Document passage:
Logcheck Alert Questions

Warren Togami warren at togami.com
Tue Jun 19 23:30:19 PDT 2001


I have used portsentry and logcheck for years.  With portsentry I don't use
the automatic dropping feature because the routing chains can too easily
become cluttered on a popular web server.  I simply watch the hourly
logcheck logs, and manually drop attackers if needed.  There is little point
in dropping users on known DHCP networks (all dial ups, many DSL and cable
modems) because they can simply renew and poke your defenses again.  It
would be nice if there were an automated system that unblocks blocked
addresses several hours later, so that the iptables chains don't become
cluttered with useless rules.  Only then I would use automatic blocking.

Logcheck does a good job, but I thought I could do better.  I'm nearly done
writing a program that does the same job as logcheck, but with greater
configurability and more effective e-mail reports.  My group in ICS212 last
semester wrote this program for our final project.  It is currently written
in Java (don't laugh), but I'm porting it to perl or some other real
language later.

We call it Luser - Log Unix System E-mail Reporter

Only thing that needs to be written is the file offset reader portion,
similar to Logcheck's logtail.  I hope to make it compatible with Logtail's
.offset files.

Entries shown:

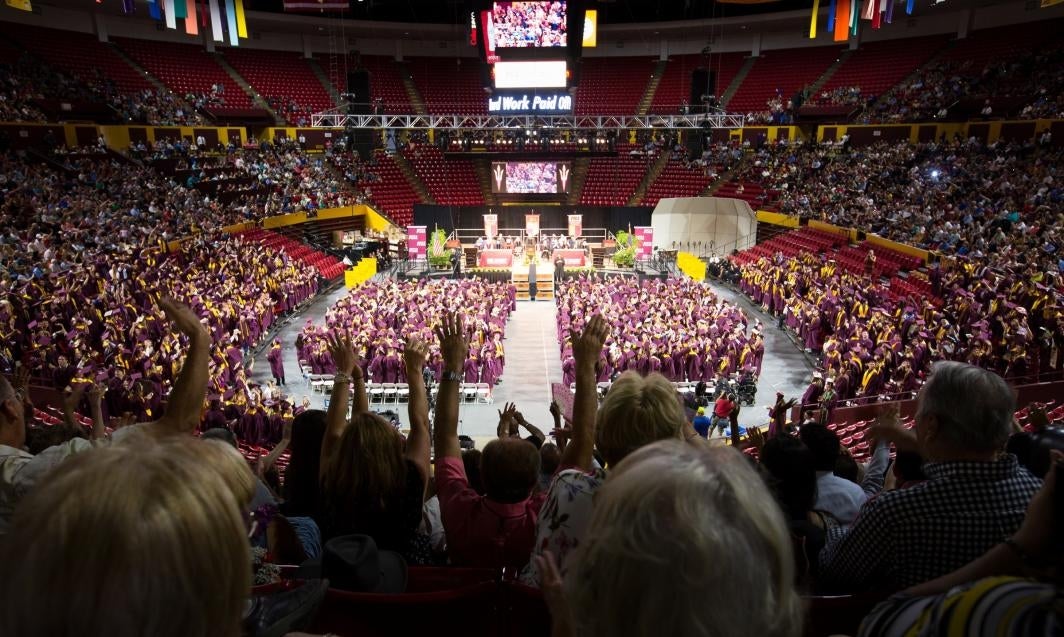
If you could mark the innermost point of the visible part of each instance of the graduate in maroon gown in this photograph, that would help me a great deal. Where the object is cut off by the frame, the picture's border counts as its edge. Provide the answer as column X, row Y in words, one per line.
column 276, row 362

...

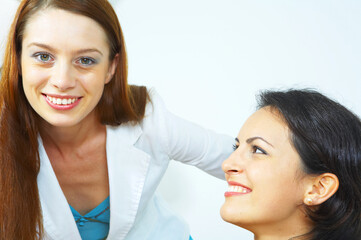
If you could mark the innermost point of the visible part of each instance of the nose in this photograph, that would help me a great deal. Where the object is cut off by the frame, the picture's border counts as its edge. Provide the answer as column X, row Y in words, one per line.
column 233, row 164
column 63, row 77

Instructions for the task:
Decide whether each statement agrees with the logcheck post, answering yes or no and quoting the post's deciding words: (a) The writer uses portsentry's automatic dropping feature. (b) Luser is currently written in Java. (c) The file offset reader portion still has to be written.

Response to the exercise:
(a) No: "With portsentry I don't use the automatic dropping feature"
(b) Yes: "It is currently written in Java"
(c) Yes: "Only thing that needs to be written is the file offset reader portion"